Records excerpted from a collection

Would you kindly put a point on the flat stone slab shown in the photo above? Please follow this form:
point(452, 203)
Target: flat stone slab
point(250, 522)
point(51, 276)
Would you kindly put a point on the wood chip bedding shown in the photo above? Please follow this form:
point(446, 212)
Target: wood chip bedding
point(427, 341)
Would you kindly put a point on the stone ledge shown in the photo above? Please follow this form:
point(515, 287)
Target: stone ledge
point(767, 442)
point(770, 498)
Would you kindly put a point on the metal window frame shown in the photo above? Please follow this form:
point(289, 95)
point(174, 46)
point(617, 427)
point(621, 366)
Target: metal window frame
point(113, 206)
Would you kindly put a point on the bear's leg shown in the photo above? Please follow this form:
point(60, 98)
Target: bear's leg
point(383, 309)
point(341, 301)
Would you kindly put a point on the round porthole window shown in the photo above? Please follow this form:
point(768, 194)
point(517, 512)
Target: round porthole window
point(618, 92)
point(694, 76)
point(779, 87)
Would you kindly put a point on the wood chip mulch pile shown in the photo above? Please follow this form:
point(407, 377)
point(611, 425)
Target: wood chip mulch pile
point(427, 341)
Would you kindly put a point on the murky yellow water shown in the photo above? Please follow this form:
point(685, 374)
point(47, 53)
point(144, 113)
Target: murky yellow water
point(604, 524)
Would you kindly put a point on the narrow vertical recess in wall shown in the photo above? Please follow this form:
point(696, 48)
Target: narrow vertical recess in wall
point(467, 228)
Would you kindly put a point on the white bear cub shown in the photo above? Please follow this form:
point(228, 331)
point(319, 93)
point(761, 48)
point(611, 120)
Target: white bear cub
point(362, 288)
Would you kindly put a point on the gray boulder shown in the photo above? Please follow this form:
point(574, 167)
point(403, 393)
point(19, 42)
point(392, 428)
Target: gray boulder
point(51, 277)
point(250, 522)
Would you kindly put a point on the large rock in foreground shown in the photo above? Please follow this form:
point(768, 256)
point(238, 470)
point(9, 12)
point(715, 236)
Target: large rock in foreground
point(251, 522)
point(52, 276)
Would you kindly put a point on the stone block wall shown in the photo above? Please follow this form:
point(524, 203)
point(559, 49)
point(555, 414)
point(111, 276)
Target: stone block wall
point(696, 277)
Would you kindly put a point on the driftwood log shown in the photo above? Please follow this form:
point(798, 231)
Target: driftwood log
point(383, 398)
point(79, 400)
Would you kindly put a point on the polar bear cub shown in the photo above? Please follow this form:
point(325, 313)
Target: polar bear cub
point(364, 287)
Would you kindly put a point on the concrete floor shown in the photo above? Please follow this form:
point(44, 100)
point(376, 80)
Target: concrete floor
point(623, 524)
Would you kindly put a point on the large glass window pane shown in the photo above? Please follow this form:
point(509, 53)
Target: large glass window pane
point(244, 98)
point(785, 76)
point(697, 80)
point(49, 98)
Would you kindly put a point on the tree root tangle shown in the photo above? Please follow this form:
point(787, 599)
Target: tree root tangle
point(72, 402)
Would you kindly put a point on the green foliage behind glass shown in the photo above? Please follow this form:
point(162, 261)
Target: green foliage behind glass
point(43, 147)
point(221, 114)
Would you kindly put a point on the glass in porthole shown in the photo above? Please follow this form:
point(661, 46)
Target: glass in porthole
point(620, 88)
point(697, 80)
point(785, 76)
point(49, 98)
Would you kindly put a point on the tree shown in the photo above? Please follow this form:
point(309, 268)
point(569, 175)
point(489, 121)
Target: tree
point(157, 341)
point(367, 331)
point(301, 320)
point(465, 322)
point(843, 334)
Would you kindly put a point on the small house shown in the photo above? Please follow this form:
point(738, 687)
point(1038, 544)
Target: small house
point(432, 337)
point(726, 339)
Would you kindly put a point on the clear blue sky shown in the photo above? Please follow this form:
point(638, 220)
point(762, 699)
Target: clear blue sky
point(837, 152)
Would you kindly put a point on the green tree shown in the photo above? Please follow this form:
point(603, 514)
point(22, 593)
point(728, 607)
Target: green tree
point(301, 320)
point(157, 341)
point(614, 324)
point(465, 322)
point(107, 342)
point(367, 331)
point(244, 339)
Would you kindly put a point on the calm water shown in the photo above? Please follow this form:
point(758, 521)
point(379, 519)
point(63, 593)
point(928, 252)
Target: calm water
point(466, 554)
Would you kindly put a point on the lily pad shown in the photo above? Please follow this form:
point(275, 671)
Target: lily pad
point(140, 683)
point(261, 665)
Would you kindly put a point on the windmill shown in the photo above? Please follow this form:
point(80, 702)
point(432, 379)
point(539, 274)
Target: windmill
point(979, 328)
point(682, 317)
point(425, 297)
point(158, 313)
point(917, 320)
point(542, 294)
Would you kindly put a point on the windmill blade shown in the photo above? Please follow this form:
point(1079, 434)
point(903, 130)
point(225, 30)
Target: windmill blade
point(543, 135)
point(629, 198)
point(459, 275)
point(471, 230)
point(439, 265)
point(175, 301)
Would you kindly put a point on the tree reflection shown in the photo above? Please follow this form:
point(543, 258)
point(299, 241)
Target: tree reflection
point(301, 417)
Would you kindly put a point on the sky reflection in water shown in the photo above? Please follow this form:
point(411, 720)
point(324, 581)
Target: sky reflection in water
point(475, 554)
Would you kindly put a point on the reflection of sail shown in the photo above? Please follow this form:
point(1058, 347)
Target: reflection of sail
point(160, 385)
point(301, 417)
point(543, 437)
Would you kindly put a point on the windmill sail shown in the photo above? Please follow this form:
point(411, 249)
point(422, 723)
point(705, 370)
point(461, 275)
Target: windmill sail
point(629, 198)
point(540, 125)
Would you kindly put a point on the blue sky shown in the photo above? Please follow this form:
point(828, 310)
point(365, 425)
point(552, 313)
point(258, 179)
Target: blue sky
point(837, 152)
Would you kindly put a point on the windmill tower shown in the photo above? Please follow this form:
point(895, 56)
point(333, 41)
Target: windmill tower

Exercise instructions: Reproduce every record above exactly.

Reply:
Would you kindly put a point on the flat stone slab shown in the photo above? Please follow this form:
point(452, 203)
Target: flat stone slab
point(250, 522)
point(51, 276)
Would you kindly put a point on the wood chip bedding shown in the photo above? Please follow this form:
point(446, 212)
Target: wood chip bedding
point(427, 341)
Would you kindly put a point on the stone ledge shown in the photo above? Please follow this form:
point(515, 287)
Target: stone ledge
point(767, 442)
point(770, 498)
Would you kindly put a point on the metal window frame shown in the photo above? Please follow this form:
point(289, 95)
point(174, 46)
point(617, 427)
point(621, 366)
Target: metal window frame
point(113, 206)
Would you kindly put a point on the bear's leg shown in the photo above? Please follow this form:
point(60, 98)
Target: bear's leg
point(383, 309)
point(341, 301)
Would you kindly put a point on the round porthole window shown in the photo above? Please follow this form:
point(768, 194)
point(517, 512)
Target: round porthole window
point(618, 92)
point(694, 76)
point(779, 87)
Would you kindly put a point on the wood chip mulch pile shown in the photo above? Please follow this form:
point(407, 377)
point(611, 425)
Target: wood chip mulch pile
point(427, 341)
Would you kindly put a point on the murky yellow water shown in the photo above? Please follow this form:
point(685, 374)
point(47, 53)
point(144, 113)
Target: murky yellow water
point(604, 524)
Would you kindly put a point on the narrow vertical recess in wall shown in the photo above? Please follow this form:
point(696, 48)
Target: narrow vertical recess in wall
point(467, 228)
Would you kindly put a point on the white bear cub shown in the photo above? Please follow this form:
point(228, 331)
point(319, 93)
point(761, 48)
point(611, 120)
Target: white bear cub
point(362, 288)
Would you kindly put a point on the gray boulder shown in the photo above? Please follow this form:
point(574, 167)
point(403, 393)
point(19, 42)
point(392, 428)
Target: gray boulder
point(51, 277)
point(250, 522)
Would you kindly put a point on the large rock in foreground shown in the photo above? Please follow this form:
point(768, 256)
point(238, 470)
point(9, 12)
point(715, 236)
Target: large rock in foreground
point(251, 522)
point(52, 276)
Would you kindly put a point on the stone block wall shown in the photo above? Please follow this form:
point(524, 203)
point(559, 49)
point(555, 414)
point(111, 276)
Target: stone block wall
point(696, 277)
Would you kindly put a point on the driftwood log shown in the photo above? Please follow this form:
point(798, 231)
Target: driftwood log
point(383, 398)
point(79, 400)
Would you kindly put a point on the polar bear cub shown in the photo above? Please follow this form:
point(325, 313)
Target: polar bear cub
point(364, 287)
Would you kindly put a point on the concrete floor shown in the photo above? Please follow this form:
point(44, 100)
point(376, 80)
Target: concrete floor
point(623, 524)
Would you kindly put a point on the large glass window pane shown in the photo above? Please follow this form:
point(509, 53)
Target: large glass window pane
point(244, 98)
point(785, 76)
point(697, 80)
point(49, 98)
Would you kindly put a point on the tree root tangle shown in the photo above? Please follow this form:
point(787, 599)
Target: tree root tangle
point(72, 402)
Would you kindly put a point on the green foliage behind glass shown in the photo above? Please follow this form:
point(162, 261)
Target: green foliage behind glass
point(43, 147)
point(221, 114)
Would you kindly put a point on the glass in porthole shown in the photo above? Please follow this form:
point(661, 46)
Target: glass in porthole
point(620, 88)
point(697, 80)
point(785, 76)
point(49, 98)
Would you kindly put a point on the tree shown in the photo above? Please follow this form:
point(309, 268)
point(569, 175)
point(489, 121)
Target: tree
point(157, 341)
point(367, 331)
point(301, 320)
point(465, 322)
point(843, 334)
Would you kindly put a point on the small house shown in the photo above? Please follow this form:
point(738, 687)
point(1038, 544)
Target: small house
point(432, 337)
point(726, 339)
Would you kindly put a point on the clear blue sky shown in the photo above? Please follow this form:
point(638, 220)
point(762, 699)
Target: clear blue sky
point(837, 152)
Would you kindly put a point on the green tree shown in the photo above? Please follow this form:
point(603, 514)
point(22, 593)
point(728, 607)
Target: green tree
point(301, 320)
point(157, 341)
point(614, 324)
point(465, 322)
point(107, 342)
point(367, 331)
point(244, 339)
Would you kindly put a point on the calm water shown in the photo above? Please follow this form:
point(758, 521)
point(379, 519)
point(63, 593)
point(928, 252)
Target: calm water
point(466, 554)
Would you kindly put a point on the lily pad shown in the photo above? Please follow this form:
point(275, 671)
Target: lily pad
point(140, 683)
point(261, 665)
Would you kindly put a point on the windmill shown in the photo above? Please follow this form:
point(80, 702)
point(432, 379)
point(539, 274)
Target: windmill
point(979, 328)
point(682, 317)
point(425, 297)
point(158, 313)
point(917, 320)
point(542, 294)
Would you kindly put a point on the windmill blade shown in the photo above? Please follow this form:
point(1079, 434)
point(903, 130)
point(225, 30)
Target: windmill blade
point(543, 135)
point(629, 198)
point(459, 275)
point(471, 230)
point(439, 265)
point(175, 301)
Would you kindly put a point on the tree reflection shown in the photo above? Please follow this form:
point(543, 258)
point(299, 241)
Target: tree reflection
point(301, 417)
Would you kindly put a point on the sky reflection in water shown in the photo above? Please follow this form:
point(411, 720)
point(324, 581)
Target: sky reflection in water
point(475, 554)
Would you kindly put a point on the reflection of sail shown in the photo above? Please follow this form:
point(1058, 347)
Target: reflection of sail
point(160, 385)
point(301, 417)
point(543, 437)
Would you kindly put a point on the windmill sail shown in the photo above? Please follow this form:
point(411, 249)
point(422, 723)
point(705, 370)
point(461, 275)
Target: windmill sail
point(629, 198)
point(540, 125)
Would you kindly put a point on the blue sky shown in the photo above? Please follow this form:
point(828, 310)
point(365, 425)
point(552, 313)
point(258, 179)
Target: blue sky
point(837, 152)
Would you kindly put a point on the windmill tower shown in the photo above? Please follow this form:
point(895, 56)
point(333, 41)
Target: windmill tower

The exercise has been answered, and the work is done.